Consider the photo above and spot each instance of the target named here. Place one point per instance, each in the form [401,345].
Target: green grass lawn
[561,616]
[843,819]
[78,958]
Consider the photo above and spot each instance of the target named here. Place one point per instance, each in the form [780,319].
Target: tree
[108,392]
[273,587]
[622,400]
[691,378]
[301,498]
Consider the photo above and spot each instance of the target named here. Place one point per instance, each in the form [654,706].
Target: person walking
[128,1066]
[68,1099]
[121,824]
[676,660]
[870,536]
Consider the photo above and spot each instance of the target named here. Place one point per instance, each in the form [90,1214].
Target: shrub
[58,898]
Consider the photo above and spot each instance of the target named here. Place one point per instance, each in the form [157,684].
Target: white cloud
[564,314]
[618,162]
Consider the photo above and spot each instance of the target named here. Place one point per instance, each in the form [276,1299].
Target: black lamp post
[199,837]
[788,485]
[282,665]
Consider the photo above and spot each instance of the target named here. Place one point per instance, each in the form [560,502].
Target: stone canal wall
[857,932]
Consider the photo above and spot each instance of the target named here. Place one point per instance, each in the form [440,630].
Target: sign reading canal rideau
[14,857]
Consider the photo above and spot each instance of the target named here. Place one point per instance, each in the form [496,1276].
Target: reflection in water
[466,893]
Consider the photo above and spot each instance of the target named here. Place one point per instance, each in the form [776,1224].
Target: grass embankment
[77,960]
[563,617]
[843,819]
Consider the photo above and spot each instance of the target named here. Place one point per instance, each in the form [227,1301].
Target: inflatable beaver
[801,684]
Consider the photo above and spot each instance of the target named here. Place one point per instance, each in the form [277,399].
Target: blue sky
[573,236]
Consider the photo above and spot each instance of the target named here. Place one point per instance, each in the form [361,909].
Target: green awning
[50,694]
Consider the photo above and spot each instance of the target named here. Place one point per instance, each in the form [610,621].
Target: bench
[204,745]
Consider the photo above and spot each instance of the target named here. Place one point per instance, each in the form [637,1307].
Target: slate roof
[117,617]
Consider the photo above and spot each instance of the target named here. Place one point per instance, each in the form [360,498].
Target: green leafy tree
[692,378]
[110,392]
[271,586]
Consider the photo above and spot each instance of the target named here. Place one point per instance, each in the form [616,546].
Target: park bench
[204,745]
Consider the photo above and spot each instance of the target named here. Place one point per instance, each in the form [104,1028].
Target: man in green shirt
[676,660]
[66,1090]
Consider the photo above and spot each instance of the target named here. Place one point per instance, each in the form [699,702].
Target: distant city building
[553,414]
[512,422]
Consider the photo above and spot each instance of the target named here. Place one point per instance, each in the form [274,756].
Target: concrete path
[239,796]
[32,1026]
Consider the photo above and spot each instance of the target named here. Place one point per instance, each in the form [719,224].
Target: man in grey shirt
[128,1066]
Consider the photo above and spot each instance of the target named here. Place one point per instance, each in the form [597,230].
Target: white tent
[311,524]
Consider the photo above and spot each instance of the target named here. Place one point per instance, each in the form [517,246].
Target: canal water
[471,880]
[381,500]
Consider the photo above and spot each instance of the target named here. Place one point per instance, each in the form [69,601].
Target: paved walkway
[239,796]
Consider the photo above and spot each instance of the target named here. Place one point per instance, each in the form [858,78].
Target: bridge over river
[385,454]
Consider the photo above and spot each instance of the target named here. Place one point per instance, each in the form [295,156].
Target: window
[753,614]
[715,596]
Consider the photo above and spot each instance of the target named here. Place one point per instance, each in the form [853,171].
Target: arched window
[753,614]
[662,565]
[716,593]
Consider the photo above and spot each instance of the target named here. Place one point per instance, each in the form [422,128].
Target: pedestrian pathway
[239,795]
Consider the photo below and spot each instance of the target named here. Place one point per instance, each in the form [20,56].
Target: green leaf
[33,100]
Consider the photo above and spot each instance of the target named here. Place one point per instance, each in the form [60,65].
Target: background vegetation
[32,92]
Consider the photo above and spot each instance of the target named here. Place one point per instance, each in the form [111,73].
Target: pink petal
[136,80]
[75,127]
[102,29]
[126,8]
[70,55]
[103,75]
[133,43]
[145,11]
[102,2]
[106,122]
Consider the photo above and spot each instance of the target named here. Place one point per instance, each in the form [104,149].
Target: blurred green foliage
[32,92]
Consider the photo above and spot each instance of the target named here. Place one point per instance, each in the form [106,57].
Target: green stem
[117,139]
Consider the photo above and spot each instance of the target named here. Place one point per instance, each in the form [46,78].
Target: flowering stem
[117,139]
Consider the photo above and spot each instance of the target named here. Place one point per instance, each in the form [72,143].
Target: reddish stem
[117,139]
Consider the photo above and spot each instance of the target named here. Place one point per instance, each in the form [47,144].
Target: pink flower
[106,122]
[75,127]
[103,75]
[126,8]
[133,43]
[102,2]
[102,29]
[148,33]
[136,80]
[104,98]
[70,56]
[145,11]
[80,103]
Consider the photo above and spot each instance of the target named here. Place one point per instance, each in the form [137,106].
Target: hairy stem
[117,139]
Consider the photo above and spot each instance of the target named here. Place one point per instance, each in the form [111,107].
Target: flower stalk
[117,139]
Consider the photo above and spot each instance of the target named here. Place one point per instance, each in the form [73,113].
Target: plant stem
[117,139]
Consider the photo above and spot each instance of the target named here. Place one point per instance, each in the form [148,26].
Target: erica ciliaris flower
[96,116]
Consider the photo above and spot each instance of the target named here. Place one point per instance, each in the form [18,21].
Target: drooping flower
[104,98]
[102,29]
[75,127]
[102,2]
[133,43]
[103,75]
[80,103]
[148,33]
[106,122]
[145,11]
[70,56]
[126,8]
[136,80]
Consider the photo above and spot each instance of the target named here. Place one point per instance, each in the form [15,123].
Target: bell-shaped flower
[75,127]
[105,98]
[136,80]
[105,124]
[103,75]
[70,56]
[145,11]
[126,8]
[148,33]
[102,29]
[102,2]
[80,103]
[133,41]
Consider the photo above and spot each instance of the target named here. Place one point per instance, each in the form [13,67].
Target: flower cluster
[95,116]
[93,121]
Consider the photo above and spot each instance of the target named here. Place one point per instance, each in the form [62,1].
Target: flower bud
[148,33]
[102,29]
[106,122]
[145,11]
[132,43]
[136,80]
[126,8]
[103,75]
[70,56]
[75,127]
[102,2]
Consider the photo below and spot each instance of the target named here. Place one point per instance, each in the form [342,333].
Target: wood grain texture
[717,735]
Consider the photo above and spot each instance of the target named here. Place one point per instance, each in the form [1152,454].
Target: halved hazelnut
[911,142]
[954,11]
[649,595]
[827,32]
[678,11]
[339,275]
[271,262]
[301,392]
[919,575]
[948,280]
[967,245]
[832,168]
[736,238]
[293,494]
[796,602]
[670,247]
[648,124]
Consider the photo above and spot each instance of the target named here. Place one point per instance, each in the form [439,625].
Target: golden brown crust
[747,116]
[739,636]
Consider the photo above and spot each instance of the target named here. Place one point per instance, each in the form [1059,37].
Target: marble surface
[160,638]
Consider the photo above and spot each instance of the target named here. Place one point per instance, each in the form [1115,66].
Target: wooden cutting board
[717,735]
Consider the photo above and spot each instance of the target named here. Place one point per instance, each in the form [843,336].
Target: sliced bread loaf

▶ **What this task involves**:
Reproduce every record, matching each line exactly.

▶ **Reply to the exercise**:
Consider the photo above and spot each instance of the target named here. Place one point per instance, each in the form [401,345].
Target: green grass lawn
[561,616]
[843,819]
[78,958]
Consider the photo above and spot each instance of the target named here. Place one point per instance, each in the form [780,319].
Target: tree
[108,392]
[273,587]
[622,400]
[691,378]
[301,498]
Consider the photo above and spot each instance of the target named here. Place one point per instance, each in the form [654,706].
Target: person walking
[128,1066]
[68,1099]
[121,824]
[676,660]
[870,536]
Consider the photo above and spot each instance of the target named here. Place one point per instance, each in the form [90,1214].
Target: shrub
[58,898]
Consider the photo above and spot each instance of the target named here. Place one point per instance, each in the form [157,684].
Target: white cloud
[564,314]
[618,162]
Consider the photo above and spot each instance of the target named here. Place one point per instance, each in the form [276,1299].
Target: black lamp post
[199,837]
[788,485]
[282,665]
Consider the photo above and spot each instance of the target named here. Place one point per instance, each in the form [560,502].
Target: stone canal wall
[857,932]
Consider the photo above and spot each instance of the target named here. Place one point per instance, each in the form [440,630].
Target: sign reading canal rideau
[14,857]
Consider the photo above and spot each instance of the target named here. Place one point per instance, each in the form [496,1276].
Target: reflection in water
[466,893]
Consider the photo above and spot each instance of the target named here. Place one point per instance, each in the form [776,1224].
Target: grass embankment
[77,960]
[563,617]
[843,819]
Consider the photo above and spot each instance of the target named here. Place one point per instance, each in the form [227,1301].
Target: inflatable beaver
[801,684]
Consider the photo above and spot each instance of the target named here. Place one point per instance, each in the form [277,399].
Target: blue sky
[573,236]
Consider the photo above and spot each instance of the target named here. Place one point per instance, each in the form [361,909].
Target: green awning
[50,694]
Consider the photo above and spot each instance of the target named here. Place one point per instance, each in the form [610,621].
Target: bench
[204,745]
Consider the photo above and spot each instance of the target named here. Place one point per instance, each in the form [637,1307].
Target: slate roof
[117,617]
Consider the photo above and spot each instance of the target named here. Place one point per instance, each in the form [360,498].
Target: green leafy tree
[692,378]
[110,392]
[271,586]
Consider the photo above and spot each instance of the target named here. Place one point per instance, each in the form [616,546].
Target: park bench
[204,745]
Consider the photo above and spot each instance of the target named here. Place one point per instance, each in the form [104,1028].
Target: man in green shirt
[676,660]
[66,1090]
Consider the photo above and spot each instance of the target named here. Place one point per instance, each in the form [699,702].
Target: distant city building
[553,414]
[512,422]
Consider the photo above and spot each instance of the target named here. Place one point per instance, each in the form [274,756].
Target: concrete path
[239,796]
[32,1026]
Consider the photo above and spot each instance of the target named here. Place one point per instance, each in the form [719,224].
Target: man in grey shirt
[128,1066]
Consider the photo above and spot each instance of the target named here. Place one point per instance, each in the form [597,230].
Target: white tent
[311,524]
Consider the photo above and spot each instance of the target named here. Place one point per instance, each in the form [517,246].
Target: canal water
[471,880]
[381,500]
Consider the photo above and spot each instance of the target named here. Place one point per instance, each in the form [69,601].
Target: paved walkway
[239,796]
Consider the photo above and spot each instance of the target named here. Place one point per instance, each in the form [858,78].
Target: bridge over river
[385,454]
Consider the photo above and spot each instance of the target named here. Place one point per instance, each in the form [295,156].
Target: window
[753,614]
[715,596]
Consider the photo above and spot each instance of the target named here. Place one point per instance, each in the form [853,171].
Target: arched window
[753,614]
[662,565]
[716,593]
Consider the photo above and spot each instance of the target named here. Place one point per instance, each in the form [422,128].
Target: pedestrian pathway
[239,795]
Consider the photo below and spot each instance of the target named here. Place one point per instance, each in the form [20,56].
Target: green leaf
[33,100]
Consider the photo above and spot each instance of the target named here. Place one point per instance, each in the form [60,65].
Target: background vegetation
[32,92]
Consider the photo above and spot each instance of the target named here. Place one point per instance, each in the form [111,73].
Target: pink petal
[136,80]
[75,127]
[102,29]
[126,8]
[70,55]
[103,75]
[133,43]
[145,11]
[102,2]
[106,122]
Consider the photo above and spot each instance of the target named here. Place one point per instance, each in the form [104,149].
Target: blurred green foliage
[32,92]
Consider the photo above and spot each instance of the target named here. Place one point per instance, each in the form [106,57].
Target: green stem
[117,139]
Consider the photo above and spot each instance of the target named here. Place one point per instance, each in the form [46,78].
Target: flowering stem
[117,139]
Consider the photo above and spot each instance of the target named here. Place one point per instance, each in the form [72,143].
Target: reddish stem
[117,139]
Consider the photo above and spot each instance of the target named here. Place one point per instance, each in the form [47,144].
Target: pink flower
[106,122]
[75,127]
[103,75]
[126,8]
[133,43]
[102,2]
[102,29]
[148,33]
[136,80]
[104,98]
[70,56]
[145,11]
[80,103]
Consider the photo above and spot each instance of the target named here. Place one point per instance, each in the form [137,106].
Target: hairy stem
[117,139]
Consider the photo above and spot each instance of the target named here. Place one point per instance, each in the form [111,107].
Target: flower stalk
[117,139]
Consider the photo above and spot each instance of the target named here. Place one point per instance, each in the form [73,113].
Target: plant stem
[117,139]
Consider the photo above and spot each instance of the target named here. Place one point per instance, each in the form [148,26].
Target: erica ciliaris flower
[96,116]
Consider the photo above and spot each instance of the target named here. Place one point per instance, each in the form [18,21].
Target: drooping flower
[104,98]
[102,29]
[75,127]
[102,2]
[133,43]
[103,75]
[80,103]
[148,33]
[106,122]
[145,11]
[70,56]
[126,8]
[136,80]
Consider the photo above and spot each instance of the target named here. Place one point per instance, each in the form [15,123].
Target: bell-shaped flower
[75,127]
[105,98]
[136,80]
[105,124]
[103,75]
[70,56]
[145,11]
[126,8]
[148,33]
[102,29]
[102,2]
[80,103]
[133,41]
Consider the photo above and spot each instance of the target named here. Place one point per instance, each in the form [13,67].
Target: flower cluster
[95,116]
[93,121]
Consider the photo above and spot each instance of the target named here. Place one point per instance, each in the form [62,1].
Target: flower bud
[148,33]
[102,29]
[106,122]
[145,11]
[132,43]
[136,80]
[126,8]
[103,75]
[70,56]
[75,127]
[102,2]
Consider the photo below and spot each instance of the target named here. Place one point per instance, each in the form [342,333].
Target: wood grain texture
[717,735]
Consider the photo above and spot each instance of the target named here. Place one point per instance, each in the form [1152,454].
Target: halved hazelnut
[911,142]
[954,11]
[649,595]
[827,32]
[678,11]
[339,275]
[271,262]
[301,392]
[919,575]
[948,280]
[967,245]
[832,168]
[736,238]
[293,494]
[796,602]
[670,247]
[648,124]
Consider the photo above and spot each instance of the target named here. Place one point per instance, each in the form [439,625].
Target: golden brown crust
[747,116]
[739,636]
Consider the photo above and spot each instance of the target named here. Place one point per instance, each in the form [1059,37].
Target: marble surface
[160,638]
Consider the photo above and spot each instance of the target named here. Place one point per instance, each in the form [1115,66].
Target: wooden cutting board
[717,735]
Consider the photo above and spot each instance of the target named here. Place one point per instance, each in the form [843,336].
Target: sliced bread loaf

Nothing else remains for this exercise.